## Schriftliche Aufgabe:
Übertrage diesen Satz aus dem Text über die Pyramide in der Wüste ins Englische: „Unser Erzähler, ein Archäologe, entdeckt tief in der ägyptischen Wüste eine Pyramide.“

## Vorliegender Text:
==================================================
Alles fängt ein wenig an, wie einer der beliebten Abenteuer-KIassiker. Unser Erzähler, ein Archäologe, entdeckt tief in der ägyptischen Wüste eine Pyramide. Doch statt der üblichen Seiten, ist diese in Form eines Sechsecks angeordnet. Tief im Innern der Pyramide stoßen die Forscher auf eine Vakuumkammer, in der Hippolyt Krispin, unser Erzähler, einen Goldreif in Form einer sich in den Schwanz beißenden Schlange entdeckt. Kurz darauf suchen Visionen Hippolyt heim. Eine betörend verführerische Frau erbittet sich eine Gunst von ihm. Blutbesudelt wacht er vor dem Kairoer Sheraton auf, ein zwielichtiger Taxifahrer bringt ihn gerade rechtzeitig zu seinem wartenden Flugzeug. Doch dann beginnt sein Martyrium erst. Scheinbar derselbe Mann der ihn zum Airport chauffierte steuert das Flugzeug, das in Minutenschnelle riesige Entfernungen überbrückt. Umgestiegen auf ein kleineres Modell kutschiert ihn wiederum derselbe Kapitän mitten hinein in eine gigantische Wolke, in der sie landen.
==================================================
## Einträge:
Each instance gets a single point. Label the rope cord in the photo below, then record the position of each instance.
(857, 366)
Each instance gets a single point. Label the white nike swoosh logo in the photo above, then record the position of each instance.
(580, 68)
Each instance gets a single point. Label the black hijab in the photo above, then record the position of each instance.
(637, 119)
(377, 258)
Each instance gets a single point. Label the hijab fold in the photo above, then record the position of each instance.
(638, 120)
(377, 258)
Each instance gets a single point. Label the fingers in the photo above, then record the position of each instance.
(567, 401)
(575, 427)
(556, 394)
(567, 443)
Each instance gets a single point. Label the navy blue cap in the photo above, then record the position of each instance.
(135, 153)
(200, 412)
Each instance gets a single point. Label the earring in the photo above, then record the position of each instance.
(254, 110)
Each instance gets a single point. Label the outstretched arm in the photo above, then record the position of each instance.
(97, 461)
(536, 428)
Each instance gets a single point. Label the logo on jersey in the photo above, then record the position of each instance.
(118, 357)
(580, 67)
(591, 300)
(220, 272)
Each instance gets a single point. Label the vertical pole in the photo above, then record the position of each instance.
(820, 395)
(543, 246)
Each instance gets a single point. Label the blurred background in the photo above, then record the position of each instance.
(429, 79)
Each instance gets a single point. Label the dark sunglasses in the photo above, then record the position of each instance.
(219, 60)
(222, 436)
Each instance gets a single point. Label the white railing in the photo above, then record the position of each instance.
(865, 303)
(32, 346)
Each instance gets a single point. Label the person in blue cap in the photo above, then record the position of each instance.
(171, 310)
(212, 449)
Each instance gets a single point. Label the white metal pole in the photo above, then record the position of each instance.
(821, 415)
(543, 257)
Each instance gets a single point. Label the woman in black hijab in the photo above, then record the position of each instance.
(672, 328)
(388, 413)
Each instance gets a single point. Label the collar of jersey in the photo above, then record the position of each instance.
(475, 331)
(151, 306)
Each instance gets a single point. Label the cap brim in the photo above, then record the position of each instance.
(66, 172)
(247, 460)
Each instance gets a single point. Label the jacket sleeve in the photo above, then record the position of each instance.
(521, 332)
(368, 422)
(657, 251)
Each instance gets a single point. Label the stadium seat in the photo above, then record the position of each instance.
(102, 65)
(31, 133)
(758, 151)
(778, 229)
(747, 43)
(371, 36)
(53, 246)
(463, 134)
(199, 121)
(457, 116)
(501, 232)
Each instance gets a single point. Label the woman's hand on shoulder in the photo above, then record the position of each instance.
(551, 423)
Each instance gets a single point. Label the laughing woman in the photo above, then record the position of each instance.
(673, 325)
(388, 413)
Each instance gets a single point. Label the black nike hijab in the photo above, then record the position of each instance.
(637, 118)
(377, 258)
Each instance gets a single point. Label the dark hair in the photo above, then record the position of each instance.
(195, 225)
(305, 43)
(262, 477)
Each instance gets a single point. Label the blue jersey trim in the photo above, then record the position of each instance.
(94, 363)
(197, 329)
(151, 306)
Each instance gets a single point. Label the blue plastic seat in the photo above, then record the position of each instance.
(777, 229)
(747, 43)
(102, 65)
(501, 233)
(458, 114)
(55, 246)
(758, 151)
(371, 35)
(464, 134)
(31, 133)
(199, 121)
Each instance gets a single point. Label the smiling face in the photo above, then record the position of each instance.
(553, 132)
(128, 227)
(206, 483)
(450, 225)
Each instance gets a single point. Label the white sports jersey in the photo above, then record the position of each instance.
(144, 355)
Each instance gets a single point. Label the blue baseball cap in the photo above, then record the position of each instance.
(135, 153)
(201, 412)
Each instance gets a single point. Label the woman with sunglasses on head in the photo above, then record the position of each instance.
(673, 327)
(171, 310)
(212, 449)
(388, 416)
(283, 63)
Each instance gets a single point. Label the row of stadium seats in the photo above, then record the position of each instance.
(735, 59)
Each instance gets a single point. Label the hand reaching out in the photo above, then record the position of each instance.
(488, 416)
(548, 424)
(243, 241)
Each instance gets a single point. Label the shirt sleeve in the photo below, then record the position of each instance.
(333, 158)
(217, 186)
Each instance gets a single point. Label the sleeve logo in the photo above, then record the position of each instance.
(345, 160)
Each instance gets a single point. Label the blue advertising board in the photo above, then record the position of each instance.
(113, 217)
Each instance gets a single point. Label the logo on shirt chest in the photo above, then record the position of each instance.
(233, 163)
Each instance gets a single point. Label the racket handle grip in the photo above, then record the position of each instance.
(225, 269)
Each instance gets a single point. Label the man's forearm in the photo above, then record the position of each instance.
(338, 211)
==================================================
## Schriftliche Antwort:
Our narrator, an archaeologist, discovers a pyramid deep in the Egyptian desert.